◆ DIRECTION ◆
Retype all of the listing exactly, passing over any picture you find.

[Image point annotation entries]
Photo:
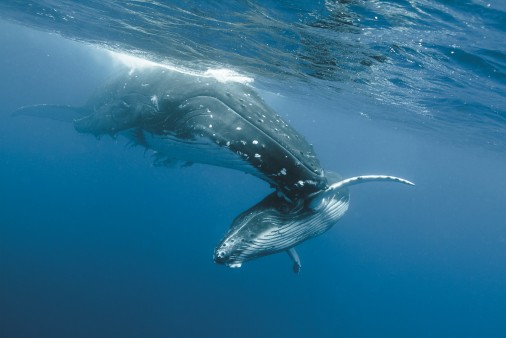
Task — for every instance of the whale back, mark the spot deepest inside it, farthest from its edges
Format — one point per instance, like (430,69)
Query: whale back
(167,105)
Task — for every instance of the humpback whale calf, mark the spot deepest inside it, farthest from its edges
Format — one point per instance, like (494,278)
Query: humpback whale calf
(200,119)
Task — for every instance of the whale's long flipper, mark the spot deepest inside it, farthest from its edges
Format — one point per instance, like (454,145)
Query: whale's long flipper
(367,178)
(295,258)
(319,200)
(52,111)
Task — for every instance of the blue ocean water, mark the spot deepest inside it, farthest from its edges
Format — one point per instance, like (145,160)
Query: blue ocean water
(96,242)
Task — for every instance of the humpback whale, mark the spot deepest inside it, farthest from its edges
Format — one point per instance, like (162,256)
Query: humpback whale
(200,119)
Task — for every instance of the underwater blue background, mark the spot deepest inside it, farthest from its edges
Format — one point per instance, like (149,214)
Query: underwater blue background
(97,242)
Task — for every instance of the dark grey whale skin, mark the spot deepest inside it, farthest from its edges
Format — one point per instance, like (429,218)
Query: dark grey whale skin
(231,115)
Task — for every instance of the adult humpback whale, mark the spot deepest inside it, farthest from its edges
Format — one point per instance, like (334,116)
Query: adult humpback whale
(201,119)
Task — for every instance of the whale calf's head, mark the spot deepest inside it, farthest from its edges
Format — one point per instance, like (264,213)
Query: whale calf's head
(275,225)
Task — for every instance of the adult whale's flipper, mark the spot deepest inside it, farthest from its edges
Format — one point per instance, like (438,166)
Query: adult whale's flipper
(52,111)
(295,258)
(320,198)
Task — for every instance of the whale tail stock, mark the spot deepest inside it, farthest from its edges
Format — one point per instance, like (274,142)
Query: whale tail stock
(55,112)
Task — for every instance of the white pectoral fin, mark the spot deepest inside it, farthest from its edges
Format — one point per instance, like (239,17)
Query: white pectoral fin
(295,258)
(367,178)
(322,198)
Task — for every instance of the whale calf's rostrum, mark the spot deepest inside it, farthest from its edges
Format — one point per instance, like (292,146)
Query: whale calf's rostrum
(199,119)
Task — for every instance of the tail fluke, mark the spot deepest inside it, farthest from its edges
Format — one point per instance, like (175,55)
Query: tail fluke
(51,111)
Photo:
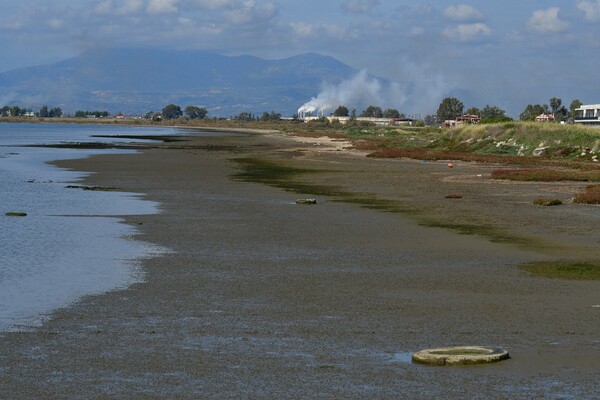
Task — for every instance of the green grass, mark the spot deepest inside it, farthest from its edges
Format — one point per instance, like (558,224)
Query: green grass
(544,201)
(546,175)
(572,270)
(591,195)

◆ RESPONSE FOR THIS EXERCISE ◆
Photo:
Task — for every instance of the whale back, mark the spot deepest inside it, farthest from its edges
Format — one point per instance, like (430,69)
Query: whale back
(167,105)
Task — for every instance of the humpback whale calf, mark the spot deepest inside it, farthest from its edges
Format — one point per instance, like (494,278)
Query: humpback whale calf
(200,119)
Task — for every instance of the whale's long flipper, mark the spot deepest inside it, farthest from its edges
Format — one point per instance, like (454,145)
Query: whale's long flipper
(367,178)
(295,258)
(319,200)
(52,111)
Task — for every instance of the blue ocean water, mark the spot deepest inside it, farthest from its edges
Format — one point per instance, like (145,160)
Query: blue ocean water
(96,242)
Task — for every instance of the humpback whale, mark the spot deepest inside it, farthest from its edges
Format — one point per instance, like (162,256)
Query: humpback whale
(200,119)
Task — for every instance of the underwater blue background, mark the spot deepest inside it, farthest from its edges
Format — one point per instance, like (149,214)
Query: underwater blue background
(97,242)
Task — for every instance of the dark grey whale skin, mark the spot deepest inside it, farthest from its edges
Format — one point per instance, like (429,218)
Query: dark grey whale skin
(231,115)
Task — for every instance of the adult humpback whale, mark the spot deepest inside it, farthest from its edges
Format — one point per instance, like (334,116)
Query: adult humpback whale
(201,119)
Task — for every instance of the whale calf's head, mark the spot deepest inside it, farthest from its edges
Format — one point per instance, like (264,213)
Query: whale calf's head
(275,225)
Task — for every instance of the adult whale's flipper, mark the spot deepest inside it, farthest from its edges
Format — one point per instance, like (438,166)
Query: adult whale's flipper
(52,111)
(295,258)
(320,198)
Task — for every instance of the whale tail stock, mark the spot deepest inside it, farthest from its edges
Format — one point per instance, like (274,142)
Query: whale tail stock
(55,112)
Task — for every instance of the white pectoral fin, mark the spot deepest inside it, farthest from its edges
Format — one point per instance, like (239,17)
Query: white pectoral fin
(295,258)
(367,178)
(322,198)
Task — for every instance of the whale calf's rostrum, mark the spot deepest inside it, farthest from its edges
Format — one point per instance, like (292,146)
Query: whale calf's rostrum
(199,119)
Task — for every instance of the tail fluke, mark the spot deepest inside it, farthest from its edges
Format — one point per instance, like (175,55)
Query: tail fluke
(51,111)
Photo:
Task — for every instance of the green grass, mark the spot deepest inside it, farthest from its edges
Format — one point per instance, like (558,224)
Query: green grass
(544,201)
(546,175)
(572,270)
(591,195)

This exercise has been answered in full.